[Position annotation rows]
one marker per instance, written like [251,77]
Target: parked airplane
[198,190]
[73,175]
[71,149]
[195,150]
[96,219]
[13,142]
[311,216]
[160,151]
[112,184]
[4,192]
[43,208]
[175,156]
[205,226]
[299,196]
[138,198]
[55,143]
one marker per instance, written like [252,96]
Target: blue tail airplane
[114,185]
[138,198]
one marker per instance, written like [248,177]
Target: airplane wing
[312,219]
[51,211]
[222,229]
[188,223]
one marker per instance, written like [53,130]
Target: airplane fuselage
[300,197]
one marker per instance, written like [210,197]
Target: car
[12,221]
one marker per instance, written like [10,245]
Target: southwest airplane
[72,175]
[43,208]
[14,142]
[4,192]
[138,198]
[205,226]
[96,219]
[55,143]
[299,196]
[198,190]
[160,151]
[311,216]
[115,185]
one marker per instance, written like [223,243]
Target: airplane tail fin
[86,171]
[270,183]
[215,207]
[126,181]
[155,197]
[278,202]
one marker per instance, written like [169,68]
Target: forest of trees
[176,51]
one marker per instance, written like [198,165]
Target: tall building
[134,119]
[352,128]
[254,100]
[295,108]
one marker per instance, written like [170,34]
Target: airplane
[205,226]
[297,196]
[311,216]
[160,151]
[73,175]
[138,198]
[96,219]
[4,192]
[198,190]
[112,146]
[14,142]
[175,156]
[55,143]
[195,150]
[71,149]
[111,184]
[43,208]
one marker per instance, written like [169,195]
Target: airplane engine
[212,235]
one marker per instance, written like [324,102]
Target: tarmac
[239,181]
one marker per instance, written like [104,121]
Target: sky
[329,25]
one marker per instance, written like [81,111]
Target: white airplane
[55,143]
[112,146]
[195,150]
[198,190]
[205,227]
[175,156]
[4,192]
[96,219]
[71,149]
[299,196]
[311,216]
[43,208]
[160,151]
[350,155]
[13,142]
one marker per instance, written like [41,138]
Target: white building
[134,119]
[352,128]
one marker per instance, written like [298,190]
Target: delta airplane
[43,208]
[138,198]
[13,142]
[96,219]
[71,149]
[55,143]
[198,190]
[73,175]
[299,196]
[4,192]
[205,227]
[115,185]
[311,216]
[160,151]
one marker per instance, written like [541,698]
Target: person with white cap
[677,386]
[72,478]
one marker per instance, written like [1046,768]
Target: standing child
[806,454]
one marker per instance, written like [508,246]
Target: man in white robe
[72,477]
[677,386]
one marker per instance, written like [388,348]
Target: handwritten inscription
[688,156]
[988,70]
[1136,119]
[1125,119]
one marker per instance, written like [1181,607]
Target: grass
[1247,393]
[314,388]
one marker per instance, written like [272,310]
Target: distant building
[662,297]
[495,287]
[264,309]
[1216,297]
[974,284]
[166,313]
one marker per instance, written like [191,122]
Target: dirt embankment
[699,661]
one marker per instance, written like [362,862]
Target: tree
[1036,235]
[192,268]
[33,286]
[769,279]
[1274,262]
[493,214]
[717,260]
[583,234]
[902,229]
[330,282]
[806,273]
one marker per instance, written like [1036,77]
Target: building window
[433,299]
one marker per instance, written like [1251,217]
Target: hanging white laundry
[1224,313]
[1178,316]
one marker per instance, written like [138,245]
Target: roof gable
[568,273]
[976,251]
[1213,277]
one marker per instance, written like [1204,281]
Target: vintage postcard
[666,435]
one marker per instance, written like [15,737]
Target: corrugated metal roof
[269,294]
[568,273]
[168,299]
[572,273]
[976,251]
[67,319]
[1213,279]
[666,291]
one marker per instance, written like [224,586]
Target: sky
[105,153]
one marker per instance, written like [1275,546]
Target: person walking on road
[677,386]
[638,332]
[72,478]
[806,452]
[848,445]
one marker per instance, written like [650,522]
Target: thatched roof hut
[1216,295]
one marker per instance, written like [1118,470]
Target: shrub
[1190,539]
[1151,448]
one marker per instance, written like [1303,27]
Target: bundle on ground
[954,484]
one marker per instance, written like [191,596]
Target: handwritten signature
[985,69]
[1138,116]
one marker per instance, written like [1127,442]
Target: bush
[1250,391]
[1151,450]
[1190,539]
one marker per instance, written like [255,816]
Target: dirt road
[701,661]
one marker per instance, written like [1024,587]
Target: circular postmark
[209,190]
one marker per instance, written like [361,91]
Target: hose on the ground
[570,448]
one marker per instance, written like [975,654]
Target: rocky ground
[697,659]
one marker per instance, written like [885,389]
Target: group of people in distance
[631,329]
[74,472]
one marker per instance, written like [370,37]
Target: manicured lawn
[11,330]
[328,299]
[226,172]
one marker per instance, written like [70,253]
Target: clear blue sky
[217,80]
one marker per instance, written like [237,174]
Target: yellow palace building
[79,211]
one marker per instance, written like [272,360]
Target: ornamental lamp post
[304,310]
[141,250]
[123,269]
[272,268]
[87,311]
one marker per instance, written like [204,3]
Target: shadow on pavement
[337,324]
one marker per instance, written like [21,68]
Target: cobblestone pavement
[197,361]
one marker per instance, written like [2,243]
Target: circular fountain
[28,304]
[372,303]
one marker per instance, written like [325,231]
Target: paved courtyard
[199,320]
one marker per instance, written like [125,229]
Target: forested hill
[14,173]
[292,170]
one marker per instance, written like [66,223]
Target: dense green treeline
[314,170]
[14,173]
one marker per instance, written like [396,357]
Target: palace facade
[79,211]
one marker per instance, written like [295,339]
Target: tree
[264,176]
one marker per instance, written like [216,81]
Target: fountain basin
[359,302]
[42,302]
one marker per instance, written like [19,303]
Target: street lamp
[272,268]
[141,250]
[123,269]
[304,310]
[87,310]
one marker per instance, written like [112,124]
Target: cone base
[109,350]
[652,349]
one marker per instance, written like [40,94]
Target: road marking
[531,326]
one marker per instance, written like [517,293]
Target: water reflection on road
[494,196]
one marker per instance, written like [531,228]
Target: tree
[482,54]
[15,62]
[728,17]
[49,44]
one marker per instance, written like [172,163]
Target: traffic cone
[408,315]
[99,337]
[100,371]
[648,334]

* STATED TASK *
Output every row above again, word for word and in the same order, without leaving anything out or changing anything.

* WRITTEN ANSWER *
one marker per instance, written like [251,77]
Target: parked airplane
[198,190]
[73,175]
[71,149]
[195,150]
[96,219]
[13,142]
[311,216]
[160,151]
[112,184]
[4,192]
[43,208]
[175,156]
[205,226]
[299,196]
[138,198]
[55,143]
one marker per instance, written like [252,96]
Target: blue tail airplane
[114,185]
[138,198]
one marker per instance, written like [248,177]
Target: airplane wing
[312,219]
[51,211]
[222,229]
[188,223]
one marker per instance, written like [53,130]
Target: airplane fuselage
[300,197]
one marker per instance, written like [210,197]
Target: car
[12,221]
one marker per instance, written like [10,245]
Target: southwest airplane
[72,175]
[43,208]
[14,142]
[4,192]
[138,198]
[205,226]
[96,219]
[55,143]
[299,196]
[198,190]
[160,151]
[311,216]
[115,185]
one marker per instance, written like [223,243]
Target: airplane tail fin
[86,171]
[270,183]
[215,207]
[126,181]
[155,197]
[278,202]
one marker per instance, written like [169,68]
Target: forest of trees
[176,51]
one marker per instance, written like [198,165]
Target: tall building
[134,119]
[352,128]
[254,100]
[295,108]
one marker per instance, written like [170,34]
Target: airplane
[205,226]
[297,196]
[311,216]
[160,151]
[73,175]
[138,198]
[96,219]
[4,192]
[198,190]
[112,146]
[14,142]
[175,156]
[55,143]
[195,150]
[71,149]
[111,184]
[43,208]
one marker per instance, written like [169,195]
Target: airplane engine
[212,235]
one marker per instance, written like [324,102]
Target: tarmac
[239,181]
one marker per instance, written like [104,121]
Target: sky
[329,25]
one marker per instance, written like [81,111]
Target: white airplane
[55,143]
[112,146]
[195,150]
[198,190]
[205,227]
[175,156]
[4,192]
[96,219]
[71,149]
[299,196]
[311,216]
[43,208]
[160,151]
[350,155]
[13,142]
one marker per instance, written like [41,138]
Target: white building
[134,119]
[352,128]
one marker per instance, written like [298,190]
Target: delta airplane
[43,208]
[138,198]
[13,142]
[96,219]
[71,149]
[55,143]
[198,190]
[73,175]
[299,196]
[4,192]
[205,227]
[115,185]
[311,216]
[160,151]
one marker per instance, written like [541,698]
Target: person with white cap
[677,386]
[72,478]
one marker per instance, written like [1046,768]
Target: standing child
[806,454]
one marker per instance, written like [508,246]
Target: man in white robe
[72,477]
[677,386]
one marker per instance, written like [388,348]
Target: handwritten inscription
[688,156]
[988,70]
[1136,119]
[1125,119]
one marker per instance, written like [1181,607]
Target: grass
[1247,393]
[314,388]
one marker per instance, written like [272,310]
Target: distant building
[662,297]
[495,287]
[264,309]
[1216,297]
[974,284]
[166,313]
one marker per instance, written like [191,122]
Target: dirt embankment
[699,661]
one marker per instance, written like [362,862]
Target: tree
[1036,235]
[192,268]
[33,286]
[769,279]
[1274,262]
[493,214]
[717,260]
[583,234]
[902,229]
[330,282]
[806,273]
one marker per instance, written like [1036,77]
Target: building window
[433,299]
one marker per instance, written like [1251,217]
Target: hanging white laundry
[1224,313]
[1178,316]
one marker per instance, written like [138,245]
Target: roof gable
[568,273]
[976,251]
[1213,277]
one marker per instance, written like [1204,281]
Target: vintage postcard
[666,435]
one marker per instance, written like [15,737]
Target: corrugated metal roof
[269,294]
[568,273]
[168,299]
[572,273]
[976,251]
[67,319]
[1213,279]
[666,291]
one marker per instance, written like [224,586]
Target: sky
[105,153]
one marker per instance, written like [1275,546]
Target: person walking on road
[677,386]
[638,332]
[72,478]
[806,452]
[848,445]
one marker per instance, written like [650,522]
Target: thatched roof hut
[1216,295]
one marker per instance, written like [1118,470]
Target: shrub
[1190,539]
[1151,448]
one marker per instance, written like [1303,27]
Target: bundle on ground
[954,484]
one marker per instance, written like [191,596]
Target: handwritten signature
[985,69]
[1138,116]
one marker per instance, written like [1127,442]
Target: bush
[1250,391]
[1151,450]
[1190,539]
one marker per instance, written like [255,816]
Target: dirt road
[701,661]
one marker per instance, written like [1024,587]
Target: circular postmark
[209,190]
one marker per instance, written like [361,91]
Target: hose on the ground
[570,448]
one marker per instance, written like [975,654]
Target: rocky ground
[697,659]
one marker per instance, written like [885,389]
Target: group of people in distance
[631,329]
[74,472]
one marker per instance, written like [370,37]
Target: manicured lawn
[11,330]
[328,299]
[226,172]
one marker per instance, written like [70,253]
Target: clear blue sky
[217,80]
one marker per instance, written like [237,174]
Target: yellow palace building
[79,211]
one marker per instance, written like [272,360]
Target: ornamental lamp post
[304,310]
[141,250]
[123,269]
[272,268]
[87,311]
one marker per instance, written like [204,3]
Target: shadow on pavement
[337,324]
one marker per instance, written like [21,68]
Target: cobblestone pavement
[197,361]
one marker per instance, written like [2,243]
Target: circular fountain
[28,304]
[372,303]
one marker per instance, written like [325,231]
Target: paved courtyard
[199,320]
one marker per instance, written like [125,229]
Target: forested hill
[14,173]
[292,170]
one marker per instance, written like [66,223]
Target: dense green treeline
[314,170]
[14,173]
one marker per instance, written like [396,357]
Target: palace facade
[79,211]
one marker per instance, written like [295,339]
Target: tree
[264,176]
one marker per instance, written like [216,81]
Target: fountain basin
[359,302]
[42,302]
one marker per instance, written like [19,303]
Target: street lamp
[272,268]
[141,250]
[123,269]
[304,310]
[87,310]
one marker per instance, written like [112,124]
Target: cone base
[109,350]
[652,349]
one marker per instance, written like [40,94]
Target: road marking
[531,326]
one marker per instance, written like [517,293]
Target: water reflection on road
[494,196]
one marker per instance, written like [531,228]
Target: tree
[482,54]
[15,62]
[728,17]
[49,44]
one marker per instance, written like [172,163]
Target: traffic cone
[408,315]
[99,337]
[100,371]
[648,334]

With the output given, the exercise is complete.